▶ [Provided records]
· · · ·

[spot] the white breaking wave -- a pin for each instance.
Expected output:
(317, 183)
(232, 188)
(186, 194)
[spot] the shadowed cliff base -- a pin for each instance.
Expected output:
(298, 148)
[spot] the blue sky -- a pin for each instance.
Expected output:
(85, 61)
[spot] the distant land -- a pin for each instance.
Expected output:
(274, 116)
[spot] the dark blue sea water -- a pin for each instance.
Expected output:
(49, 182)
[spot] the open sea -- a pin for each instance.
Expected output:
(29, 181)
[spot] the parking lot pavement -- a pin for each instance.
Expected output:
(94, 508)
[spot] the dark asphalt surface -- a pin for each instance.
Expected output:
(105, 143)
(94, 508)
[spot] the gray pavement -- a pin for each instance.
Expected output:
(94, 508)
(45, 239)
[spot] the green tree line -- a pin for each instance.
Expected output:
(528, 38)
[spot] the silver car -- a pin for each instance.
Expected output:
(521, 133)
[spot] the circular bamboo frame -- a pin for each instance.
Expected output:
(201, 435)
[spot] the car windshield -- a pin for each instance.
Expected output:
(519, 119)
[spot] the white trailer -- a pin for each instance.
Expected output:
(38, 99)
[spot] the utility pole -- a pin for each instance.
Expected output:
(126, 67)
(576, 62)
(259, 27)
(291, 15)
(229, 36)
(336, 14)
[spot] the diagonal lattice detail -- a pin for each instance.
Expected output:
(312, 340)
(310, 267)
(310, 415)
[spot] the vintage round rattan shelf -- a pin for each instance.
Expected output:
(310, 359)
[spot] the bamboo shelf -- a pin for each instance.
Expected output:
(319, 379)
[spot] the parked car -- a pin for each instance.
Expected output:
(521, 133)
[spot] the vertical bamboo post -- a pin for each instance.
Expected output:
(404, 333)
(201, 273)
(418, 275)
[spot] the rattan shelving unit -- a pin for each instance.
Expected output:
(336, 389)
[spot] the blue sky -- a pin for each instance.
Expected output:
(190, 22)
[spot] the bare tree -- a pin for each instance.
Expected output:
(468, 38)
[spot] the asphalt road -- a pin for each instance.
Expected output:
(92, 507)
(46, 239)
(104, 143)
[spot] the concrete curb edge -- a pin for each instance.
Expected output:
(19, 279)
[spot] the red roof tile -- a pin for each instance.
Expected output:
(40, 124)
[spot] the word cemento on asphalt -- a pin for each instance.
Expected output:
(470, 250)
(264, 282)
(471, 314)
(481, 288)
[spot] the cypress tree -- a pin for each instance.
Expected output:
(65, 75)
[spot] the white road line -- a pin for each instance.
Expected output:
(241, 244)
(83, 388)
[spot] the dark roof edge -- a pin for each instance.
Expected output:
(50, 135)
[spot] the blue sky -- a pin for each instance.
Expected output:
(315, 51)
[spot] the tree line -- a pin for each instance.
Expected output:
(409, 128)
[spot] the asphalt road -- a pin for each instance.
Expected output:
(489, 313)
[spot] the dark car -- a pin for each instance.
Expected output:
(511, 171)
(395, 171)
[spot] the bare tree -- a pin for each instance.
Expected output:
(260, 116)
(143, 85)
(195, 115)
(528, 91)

· · · ·

▶ [Task requirements] Repeat the material from above exactly, word for word.

▶ [Response]
[spot] the white breaking wave -- a pin for each instance.
Expected output:
(317, 183)
(232, 188)
(186, 194)
[spot] the shadowed cliff base -- a pin for each instance.
Expected output:
(298, 148)
[spot] the blue sky -- a pin for each instance.
Expected output:
(85, 61)
[spot] the distant land -- a pin for each instance.
Expected output:
(274, 116)
[spot] the dark blue sea water -- a pin for each instance.
Expected output:
(49, 182)
[spot] the open sea -- a pin for each instance.
Expected output:
(29, 181)
[spot] the parking lot pavement -- a pin for each instance.
Expected output:
(94, 508)
[spot] the dark asphalt surface -- a pin for each instance.
Expected output:
(105, 143)
(94, 508)
[spot] the gray pavement -- a pin for each instance.
Expected output:
(94, 508)
(45, 239)
[spot] the green tree line -- a pin for each instance.
Expected output:
(528, 38)
[spot] the silver car -- a pin for each instance.
Expected output:
(521, 133)
[spot] the circular bamboo frame -- a pin for each instance.
Expected output:
(201, 435)
[spot] the car windshield -- a pin for each instance.
Expected output:
(519, 119)
[spot] the white trailer -- a pin for each instance.
Expected output:
(38, 99)
[spot] the utility pole -- a pin for each instance.
Expected output:
(126, 67)
(576, 62)
(259, 27)
(291, 15)
(229, 36)
(336, 14)
[spot] the diagonal lattice detail -- a pin for each instance.
Expected output:
(312, 340)
(310, 267)
(310, 415)
[spot] the vintage round rattan shelf -- a pin for each instance.
Expected output:
(310, 359)
[spot] the bamboo shelf -- a pin for each instance.
Expected output:
(319, 379)
[spot] the parked car -- a pin for each instance.
Expected output:
(521, 133)
[spot] the vertical bamboo post -- a pin for each instance.
Expected output:
(404, 333)
(201, 273)
(418, 275)
[spot] the rattan shelving unit -- a pin for each instance.
Expected output:
(336, 389)
[spot] the blue sky -- a pin for each instance.
Expected output:
(190, 22)
[spot] the bare tree -- a pin for each instance.
Expected output:
(468, 38)
[spot] the asphalt road -- a pin for each instance.
Expected output:
(92, 507)
(46, 239)
(104, 143)
[spot] the concrete curb edge -- a pin for each instance.
Expected output:
(19, 279)
[spot] the red roof tile -- a pin for each instance.
Expected output:
(40, 124)
[spot] the word cemento on asphalt -- a pin for each instance.
Expected output:
(470, 250)
(264, 282)
(471, 314)
(481, 288)
[spot] the cypress tree -- a pin for each instance.
Expected output:
(65, 75)
[spot] the white road line -- a pin for each instance.
Expected output:
(241, 244)
(83, 388)
[spot] the dark roof edge -- a pin for each instance.
Expected output:
(50, 135)
[spot] the blue sky -- a pin for each instance.
Expected output:
(315, 51)
[spot] the tree line -- a pin for each instance.
Expected output:
(409, 128)
[spot] the asphalt road -- a pin for each instance.
Expected output:
(489, 313)
[spot] the dark car -- a pin for each instance.
Expected output:
(511, 171)
(395, 171)
[spot] the bare tree -- a pin for each instance.
Expected output:
(260, 116)
(143, 85)
(195, 115)
(528, 91)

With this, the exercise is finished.